(Location identification items)
• • • • •

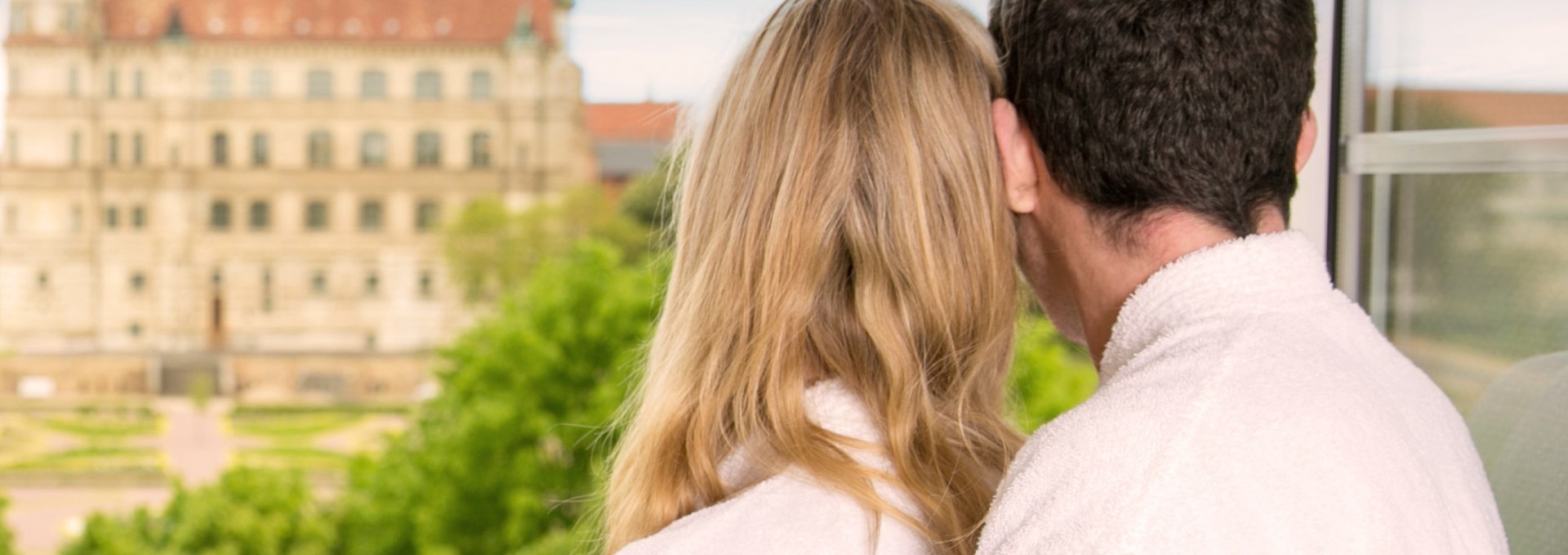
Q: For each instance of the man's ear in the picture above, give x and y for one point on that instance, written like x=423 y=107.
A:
x=1017 y=148
x=1307 y=141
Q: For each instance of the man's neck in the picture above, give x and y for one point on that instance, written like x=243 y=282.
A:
x=1104 y=276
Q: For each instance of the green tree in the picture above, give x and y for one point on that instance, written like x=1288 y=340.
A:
x=7 y=538
x=1049 y=374
x=651 y=199
x=507 y=454
x=248 y=512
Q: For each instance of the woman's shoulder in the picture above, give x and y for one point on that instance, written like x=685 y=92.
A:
x=787 y=513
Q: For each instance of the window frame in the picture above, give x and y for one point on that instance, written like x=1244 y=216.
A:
x=318 y=83
x=427 y=85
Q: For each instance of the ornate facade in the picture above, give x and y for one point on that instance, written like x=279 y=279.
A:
x=194 y=182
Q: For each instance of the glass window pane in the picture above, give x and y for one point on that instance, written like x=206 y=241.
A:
x=315 y=217
x=427 y=85
x=220 y=215
x=480 y=151
x=1477 y=275
x=427 y=150
x=261 y=83
x=261 y=215
x=373 y=85
x=373 y=150
x=220 y=150
x=320 y=146
x=218 y=83
x=1465 y=65
x=427 y=217
x=480 y=85
x=371 y=215
x=261 y=151
x=318 y=85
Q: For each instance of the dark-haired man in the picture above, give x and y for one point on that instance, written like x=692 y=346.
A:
x=1245 y=406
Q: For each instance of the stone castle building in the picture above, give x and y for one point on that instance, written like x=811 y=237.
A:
x=252 y=190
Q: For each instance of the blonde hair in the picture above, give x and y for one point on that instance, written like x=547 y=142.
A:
x=841 y=215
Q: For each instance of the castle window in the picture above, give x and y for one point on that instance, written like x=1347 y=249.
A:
x=318 y=85
x=373 y=85
x=261 y=83
x=373 y=150
x=261 y=215
x=320 y=146
x=427 y=217
x=479 y=150
x=318 y=283
x=480 y=85
x=315 y=217
x=427 y=85
x=371 y=215
x=261 y=153
x=220 y=150
x=427 y=150
x=218 y=83
x=218 y=215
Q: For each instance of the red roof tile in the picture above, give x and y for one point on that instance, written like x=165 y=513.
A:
x=648 y=121
x=391 y=20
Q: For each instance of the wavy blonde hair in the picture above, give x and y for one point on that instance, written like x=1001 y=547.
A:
x=841 y=215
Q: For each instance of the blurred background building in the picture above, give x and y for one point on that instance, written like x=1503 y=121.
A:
x=252 y=190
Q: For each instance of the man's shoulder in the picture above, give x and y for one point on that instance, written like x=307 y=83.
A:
x=1266 y=428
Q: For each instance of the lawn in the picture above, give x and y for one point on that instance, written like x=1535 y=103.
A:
x=298 y=423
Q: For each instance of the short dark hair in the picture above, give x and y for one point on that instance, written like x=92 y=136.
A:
x=1143 y=105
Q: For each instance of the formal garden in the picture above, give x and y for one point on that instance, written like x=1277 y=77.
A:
x=507 y=459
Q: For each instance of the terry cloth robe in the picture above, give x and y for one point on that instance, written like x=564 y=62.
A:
x=791 y=513
x=1245 y=406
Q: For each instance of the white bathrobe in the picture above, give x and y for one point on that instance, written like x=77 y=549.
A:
x=791 y=513
x=1245 y=406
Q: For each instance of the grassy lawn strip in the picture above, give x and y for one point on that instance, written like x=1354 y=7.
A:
x=296 y=425
x=93 y=459
x=104 y=425
x=298 y=459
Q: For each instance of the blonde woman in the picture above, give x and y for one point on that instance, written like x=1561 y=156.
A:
x=828 y=370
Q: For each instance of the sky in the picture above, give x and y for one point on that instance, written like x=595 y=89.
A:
x=676 y=51
x=670 y=51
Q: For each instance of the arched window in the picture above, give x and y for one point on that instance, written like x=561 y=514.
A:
x=427 y=85
x=220 y=150
x=373 y=85
x=427 y=150
x=320 y=150
x=480 y=85
x=373 y=150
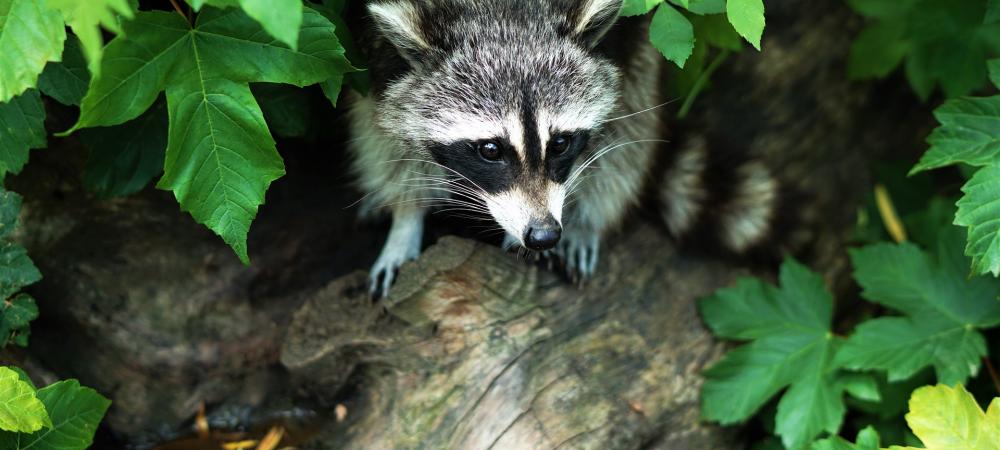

• • • • •

Rewrite the stretch of the records from "Q: For each instance of the blurred" through "x=298 y=423", substituting "grass field" for "lawn" and leaving everything else unchanged.

Q: For each instance of the blurred background building in the picture above, give x and y for one point on that instance, written like x=1503 y=121.
A:
x=252 y=190
Q: For each instance of the man's shoulder in the picture above, give x and y for one point on that instance, written like x=307 y=83.
A:
x=1266 y=428
Q: For each instance of the grass field in the picture above, give x and y for one point on that instance, written like x=1535 y=103.
A:
x=298 y=423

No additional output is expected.